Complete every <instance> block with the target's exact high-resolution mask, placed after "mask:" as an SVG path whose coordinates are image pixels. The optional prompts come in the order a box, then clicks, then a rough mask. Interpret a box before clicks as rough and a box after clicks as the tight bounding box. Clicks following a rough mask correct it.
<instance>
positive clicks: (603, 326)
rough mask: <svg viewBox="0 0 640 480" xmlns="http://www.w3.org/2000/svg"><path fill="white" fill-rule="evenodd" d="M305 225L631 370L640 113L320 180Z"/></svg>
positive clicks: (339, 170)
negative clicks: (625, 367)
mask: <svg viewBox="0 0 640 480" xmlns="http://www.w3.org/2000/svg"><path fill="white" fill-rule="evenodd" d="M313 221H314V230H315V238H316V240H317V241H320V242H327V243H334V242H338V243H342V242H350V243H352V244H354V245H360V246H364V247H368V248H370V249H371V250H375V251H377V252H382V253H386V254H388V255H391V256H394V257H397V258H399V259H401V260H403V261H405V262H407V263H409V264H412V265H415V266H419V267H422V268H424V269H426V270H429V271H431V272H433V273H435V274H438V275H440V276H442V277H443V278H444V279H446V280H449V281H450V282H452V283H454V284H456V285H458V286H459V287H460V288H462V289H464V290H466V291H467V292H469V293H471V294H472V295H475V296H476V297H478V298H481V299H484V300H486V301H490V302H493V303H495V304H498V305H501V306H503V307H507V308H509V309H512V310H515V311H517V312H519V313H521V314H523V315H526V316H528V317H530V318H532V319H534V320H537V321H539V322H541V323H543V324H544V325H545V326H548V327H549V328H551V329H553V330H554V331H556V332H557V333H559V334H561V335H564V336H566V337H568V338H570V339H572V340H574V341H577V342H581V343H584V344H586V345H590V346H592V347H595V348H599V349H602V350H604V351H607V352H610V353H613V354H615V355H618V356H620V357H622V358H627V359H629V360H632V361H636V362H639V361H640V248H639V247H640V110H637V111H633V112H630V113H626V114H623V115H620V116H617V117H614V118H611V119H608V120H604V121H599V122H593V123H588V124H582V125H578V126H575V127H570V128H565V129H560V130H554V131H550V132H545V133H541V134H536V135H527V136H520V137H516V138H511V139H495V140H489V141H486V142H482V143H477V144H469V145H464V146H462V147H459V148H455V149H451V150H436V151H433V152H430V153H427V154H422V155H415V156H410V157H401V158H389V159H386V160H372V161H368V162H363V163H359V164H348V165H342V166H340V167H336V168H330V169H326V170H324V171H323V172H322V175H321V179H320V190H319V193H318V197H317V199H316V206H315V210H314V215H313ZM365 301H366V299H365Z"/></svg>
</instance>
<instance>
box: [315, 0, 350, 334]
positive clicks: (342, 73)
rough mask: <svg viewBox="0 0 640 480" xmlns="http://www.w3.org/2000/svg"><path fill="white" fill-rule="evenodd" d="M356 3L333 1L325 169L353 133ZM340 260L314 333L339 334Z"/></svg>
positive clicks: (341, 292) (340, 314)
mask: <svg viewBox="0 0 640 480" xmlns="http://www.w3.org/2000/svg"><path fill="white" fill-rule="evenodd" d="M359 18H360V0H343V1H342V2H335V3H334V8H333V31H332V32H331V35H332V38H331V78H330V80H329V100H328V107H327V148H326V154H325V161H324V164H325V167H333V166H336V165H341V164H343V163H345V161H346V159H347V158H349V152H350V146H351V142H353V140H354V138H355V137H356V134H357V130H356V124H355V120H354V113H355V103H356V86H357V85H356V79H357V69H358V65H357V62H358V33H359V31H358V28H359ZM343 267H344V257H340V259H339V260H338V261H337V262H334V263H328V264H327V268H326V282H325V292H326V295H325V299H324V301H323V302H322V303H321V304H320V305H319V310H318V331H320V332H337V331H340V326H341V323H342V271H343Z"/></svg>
######
Work request: Copy every entry exactly, leaving nothing out.

Solution to this task:
Complete every <instance> block with the target's exact high-resolution mask, placed after "mask:" as an SVG path whose coordinates are image pixels. The optional prompts come in the order a box, then clicks, then a rough mask. Interpret a box before clicks as rough and a box after clicks as the tight bounding box. Clicks following a rough mask correct it.
<instance>
positive clicks: (603, 326)
rough mask: <svg viewBox="0 0 640 480" xmlns="http://www.w3.org/2000/svg"><path fill="white" fill-rule="evenodd" d="M305 225L631 370L640 113L320 180Z"/></svg>
positive clicks: (339, 170)
negative clicks: (625, 367)
mask: <svg viewBox="0 0 640 480" xmlns="http://www.w3.org/2000/svg"><path fill="white" fill-rule="evenodd" d="M313 221H314V230H315V238H316V240H317V241H320V242H327V243H334V242H338V243H342V242H350V243H352V244H354V245H360V246H364V247H368V248H370V249H371V250H375V251H377V252H382V253H386V254H388V255H391V256H394V257H397V258H399V259H401V260H403V261H405V262H407V263H409V264H412V265H415V266H419V267H422V268H424V269H426V270H429V271H431V272H433V273H435V274H438V275H440V276H442V277H443V278H444V279H446V280H449V281H450V282H452V283H454V284H456V285H458V286H459V287H460V288H462V289H464V290H466V291H467V292H469V293H471V294H472V295H475V296H476V297H478V298H481V299H484V300H486V301H490V302H493V303H495V304H498V305H501V306H503V307H507V308H509V309H512V310H515V311H517V312H519V313H521V314H523V315H526V316H528V317H530V318H532V319H534V320H537V321H539V322H541V323H543V324H544V325H545V326H548V327H549V328H551V329H553V330H554V331H556V332H557V333H559V334H561V335H564V336H566V337H568V338H570V339H572V340H574V341H577V342H581V343H584V344H586V345H590V346H592V347H595V348H599V349H602V350H604V351H607V352H610V353H613V354H615V355H618V356H620V357H622V358H627V359H629V360H632V361H636V362H639V361H640V248H639V247H640V110H637V111H633V112H630V113H626V114H623V115H620V116H617V117H614V118H611V119H608V120H604V121H599V122H593V123H588V124H582V125H578V126H575V127H570V128H565V129H560V130H554V131H550V132H545V133H541V134H536V135H527V136H520V137H516V138H511V139H495V140H489V141H486V142H482V143H477V144H469V145H464V146H462V147H459V148H455V149H451V150H436V151H433V152H430V153H427V154H422V155H415V156H410V157H401V158H389V159H386V160H372V161H368V162H363V163H359V164H348V165H342V166H340V167H336V168H330V169H326V170H324V171H323V172H322V175H321V179H320V190H319V193H318V197H317V199H316V206H315V210H314V215H313ZM365 301H366V299H365Z"/></svg>
</instance>
<instance>
box: [315, 0, 350, 334]
positive clicks: (342, 73)
rough mask: <svg viewBox="0 0 640 480" xmlns="http://www.w3.org/2000/svg"><path fill="white" fill-rule="evenodd" d="M356 3L333 1L325 169L353 133ZM340 260L314 333L339 334Z"/></svg>
positive clicks: (341, 292) (340, 314)
mask: <svg viewBox="0 0 640 480" xmlns="http://www.w3.org/2000/svg"><path fill="white" fill-rule="evenodd" d="M359 18H360V0H343V1H342V2H335V3H334V8H333V31H332V32H331V35H332V38H331V78H330V80H329V100H328V107H327V148H326V154H325V161H324V164H325V167H333V166H336V165H341V164H343V163H345V161H346V159H347V158H349V152H350V146H351V142H353V140H354V138H355V137H356V134H357V130H356V124H355V120H354V113H355V103H356V86H357V85H356V79H357V69H358V65H357V62H358V33H359V31H358V28H359ZM343 267H344V257H340V259H339V260H338V261H337V262H334V263H328V264H327V268H326V282H325V292H326V295H325V299H324V301H323V302H322V303H321V304H320V305H319V310H318V331H320V332H337V331H340V326H341V323H342V271H343Z"/></svg>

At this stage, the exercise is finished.